Exercise description: Please repeat everything in the REI Agro article below from "REI Agro's predicament" down to "and packaging facility.", word for word.

While few select lenders are planning for a winding-up petition against REI Agro, the country's largest basmati player, Jhunjhunwala family, the promoter group, is trying hard to salvage the situation by convincing the consortium of lenders to agree to a corrective action plan as per the RBI guidelines with regards to its debt burden.
Following the company's rout in last few years, lenders have been left shaken hard with Jammu & Kashmir (J&K) Bank burdened with a stressed loan of Rs 650 crore in the last quarter spooking the investors on Friday and United Bank of India (UBoI) filing a winding-up petition in the court.
REI Agro, which on Saturday reported a loss of Rs 49.70 crore in the March quarter against a profit of Rs 53.48 lakhs in the corresponding quarter of last year, said its board has agreed for initiating a corrective action plan - a nomenclature under Reserve Bank of India guidelines - for its total debt taken from a consortium of banks, which have now formed a Joint Lenders Forum to implement it.
The day also saw elder brother Sanjay Jhunjhunwala stepping down as chairman and managing director Sandip Jhunjhunwala taking over the reins.
"We are working out a scheme to revive the company. It is too premature now to disclose it and by month end we will finalise it and submit it to the joint lenders' forum," Sandip Jhunjhunwala, vice chairman and MD, told dna.
RBI in February defined a corrective action plan as one not worked out to encourage just restructuring or recovery, but to arrive at an "early and feasible solution to preserve the economic value of underlying assets as well as the lenders' loans".
Jhunjhunwala however said the process would involve restructuring of the loans also.
Apart from J&K Bank, the affected lenders are UBoI with an exposure of Rs 215 crore, Dena Bank having little over Rs 100 crore and also UCO Bank, with total aggregate exposure of Rs 5,680 crore.
To begin with, the consortium consisting of 20 lenders led by UBoI and UCO met in the first week of May and asked the management of REI Agro to come up with a revival plan with a detailed action plan with active guidance from the consortium.
Shortly thereafter, UBoI on May 14 said it has filed a winding up petition against the company openly questioning the viability of REI Agro and claimed that while all recourse for recovering the amount has been taken the basmati exporter is in no position to service it.
REI Agro reacted saying UBoI's move is surprising considering that the bank has already agreed to the corrective action plan and claimed other consortium partners have requested the bank to withdraw the winding up petition as this would frustrate the restructuring effort.
REI Agro's predicament is surprising as the going has been good for players in the sector with basmati exports doubling in the last four years to about 4.02 million tonnes and with profits of competitors like KRBL jumping 240% in the March quarter and LT Foods' net rising 103%.
The answer lies in poor working capital management and funding of projects, which have absorbed significant loans.
It has been setting up three projects at an investment of Rs 1,135.50 crore at a debt:equity of 2.7:1 in a bid to enhance basmati processing capacity and setting up warehousing and packaging facility.
While majority of the project cost has been spent by January they are expected to contribute to profitability only by the end of FY15.
But even as REI Agro struggles with restructuring its debt with domestic lenders, it has to repay FCCBs of $104.65 million in November, and repaying it would pose a challenge.

Data provided:
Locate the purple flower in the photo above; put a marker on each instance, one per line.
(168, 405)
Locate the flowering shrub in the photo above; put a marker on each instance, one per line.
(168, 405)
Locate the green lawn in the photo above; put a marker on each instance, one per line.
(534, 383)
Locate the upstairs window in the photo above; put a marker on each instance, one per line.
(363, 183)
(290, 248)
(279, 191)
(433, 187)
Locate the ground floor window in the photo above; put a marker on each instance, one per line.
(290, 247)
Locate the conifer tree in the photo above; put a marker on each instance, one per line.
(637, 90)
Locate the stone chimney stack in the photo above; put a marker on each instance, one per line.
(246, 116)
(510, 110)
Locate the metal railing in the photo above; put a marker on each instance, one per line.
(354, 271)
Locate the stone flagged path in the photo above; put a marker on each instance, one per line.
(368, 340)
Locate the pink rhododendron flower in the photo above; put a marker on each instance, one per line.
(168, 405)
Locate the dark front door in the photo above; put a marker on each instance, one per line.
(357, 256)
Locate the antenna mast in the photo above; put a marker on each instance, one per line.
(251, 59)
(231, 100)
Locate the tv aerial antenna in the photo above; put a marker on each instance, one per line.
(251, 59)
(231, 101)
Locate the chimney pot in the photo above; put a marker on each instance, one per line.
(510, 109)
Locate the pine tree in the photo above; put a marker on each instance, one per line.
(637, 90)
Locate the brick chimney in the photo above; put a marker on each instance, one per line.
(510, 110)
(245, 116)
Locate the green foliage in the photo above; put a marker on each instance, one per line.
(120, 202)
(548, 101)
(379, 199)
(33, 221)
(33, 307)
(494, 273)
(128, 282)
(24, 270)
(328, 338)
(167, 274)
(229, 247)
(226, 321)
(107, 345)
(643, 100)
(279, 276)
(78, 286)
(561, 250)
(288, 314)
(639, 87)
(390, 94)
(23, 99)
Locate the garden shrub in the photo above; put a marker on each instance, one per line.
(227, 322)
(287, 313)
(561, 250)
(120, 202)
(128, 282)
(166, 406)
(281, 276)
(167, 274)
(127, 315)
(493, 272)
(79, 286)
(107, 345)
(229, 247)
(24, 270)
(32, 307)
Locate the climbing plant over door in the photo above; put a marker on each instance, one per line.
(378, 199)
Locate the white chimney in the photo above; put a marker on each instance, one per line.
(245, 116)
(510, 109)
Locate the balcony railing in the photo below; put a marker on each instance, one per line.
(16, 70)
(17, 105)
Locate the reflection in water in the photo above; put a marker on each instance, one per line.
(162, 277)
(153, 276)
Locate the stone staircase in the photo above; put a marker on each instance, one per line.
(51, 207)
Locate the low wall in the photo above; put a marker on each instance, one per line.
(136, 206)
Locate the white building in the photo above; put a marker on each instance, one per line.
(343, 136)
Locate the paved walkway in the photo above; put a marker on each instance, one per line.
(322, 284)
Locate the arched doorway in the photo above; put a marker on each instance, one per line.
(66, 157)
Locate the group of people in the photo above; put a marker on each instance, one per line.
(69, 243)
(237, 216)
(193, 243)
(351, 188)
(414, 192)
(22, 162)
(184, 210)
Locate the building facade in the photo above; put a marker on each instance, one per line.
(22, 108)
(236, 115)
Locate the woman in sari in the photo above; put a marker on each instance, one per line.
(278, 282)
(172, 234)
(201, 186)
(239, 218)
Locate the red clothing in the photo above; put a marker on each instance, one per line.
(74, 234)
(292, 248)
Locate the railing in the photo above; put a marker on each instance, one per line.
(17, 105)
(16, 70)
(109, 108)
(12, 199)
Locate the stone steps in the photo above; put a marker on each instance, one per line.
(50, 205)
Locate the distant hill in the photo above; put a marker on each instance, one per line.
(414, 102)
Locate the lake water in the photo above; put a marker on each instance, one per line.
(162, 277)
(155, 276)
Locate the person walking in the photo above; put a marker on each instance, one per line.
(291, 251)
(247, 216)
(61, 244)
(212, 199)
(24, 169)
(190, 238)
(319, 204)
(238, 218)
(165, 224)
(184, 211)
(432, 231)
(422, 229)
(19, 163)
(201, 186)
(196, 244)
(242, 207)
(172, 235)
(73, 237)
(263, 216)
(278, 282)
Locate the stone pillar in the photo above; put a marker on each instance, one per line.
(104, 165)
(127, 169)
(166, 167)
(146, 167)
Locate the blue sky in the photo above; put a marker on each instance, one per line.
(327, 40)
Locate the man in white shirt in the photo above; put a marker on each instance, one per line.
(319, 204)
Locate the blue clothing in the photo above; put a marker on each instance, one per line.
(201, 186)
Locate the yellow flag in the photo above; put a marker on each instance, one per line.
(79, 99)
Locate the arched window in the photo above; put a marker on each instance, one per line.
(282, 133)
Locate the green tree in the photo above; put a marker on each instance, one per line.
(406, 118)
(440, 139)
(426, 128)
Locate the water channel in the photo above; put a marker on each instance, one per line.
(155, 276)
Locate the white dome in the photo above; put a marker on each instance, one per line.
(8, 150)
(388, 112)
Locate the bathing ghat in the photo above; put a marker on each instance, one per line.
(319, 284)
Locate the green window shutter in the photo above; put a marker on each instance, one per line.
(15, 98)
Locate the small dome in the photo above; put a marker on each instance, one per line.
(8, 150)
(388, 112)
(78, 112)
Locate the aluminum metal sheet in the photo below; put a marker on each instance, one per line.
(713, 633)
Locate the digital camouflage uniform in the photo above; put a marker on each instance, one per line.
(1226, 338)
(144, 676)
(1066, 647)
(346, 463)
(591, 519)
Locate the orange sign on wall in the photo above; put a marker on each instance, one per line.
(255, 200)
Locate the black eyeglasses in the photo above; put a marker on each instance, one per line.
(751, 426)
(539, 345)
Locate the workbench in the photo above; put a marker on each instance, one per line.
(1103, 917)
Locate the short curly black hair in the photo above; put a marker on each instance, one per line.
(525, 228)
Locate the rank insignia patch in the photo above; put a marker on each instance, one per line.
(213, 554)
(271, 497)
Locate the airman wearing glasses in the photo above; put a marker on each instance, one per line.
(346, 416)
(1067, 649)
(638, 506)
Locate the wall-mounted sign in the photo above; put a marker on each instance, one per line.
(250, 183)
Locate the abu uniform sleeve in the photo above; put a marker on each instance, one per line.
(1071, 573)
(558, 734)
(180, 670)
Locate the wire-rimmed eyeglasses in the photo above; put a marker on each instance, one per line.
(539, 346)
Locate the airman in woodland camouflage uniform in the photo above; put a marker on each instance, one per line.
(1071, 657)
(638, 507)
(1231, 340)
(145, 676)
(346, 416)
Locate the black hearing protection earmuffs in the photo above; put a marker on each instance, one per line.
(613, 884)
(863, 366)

Exercise result:
REI Agro's predicament is surprising as the going has been good for players in the sector with basmati exports doubling in the last four years to about 4.02 million tonnes and with profits of competitors like KRBL jumping 240% in the March quarter and LT Foods' net rising 103%.
The answer lies in poor working capital management and funding of projects, which have absorbed significant loans.
It has been setting up three projects at an investment of Rs 1,135.50 crore at a debt:equity of 2.7:1 in a bid to enhance basmati processing capacity and setting up warehousing and packaging facility.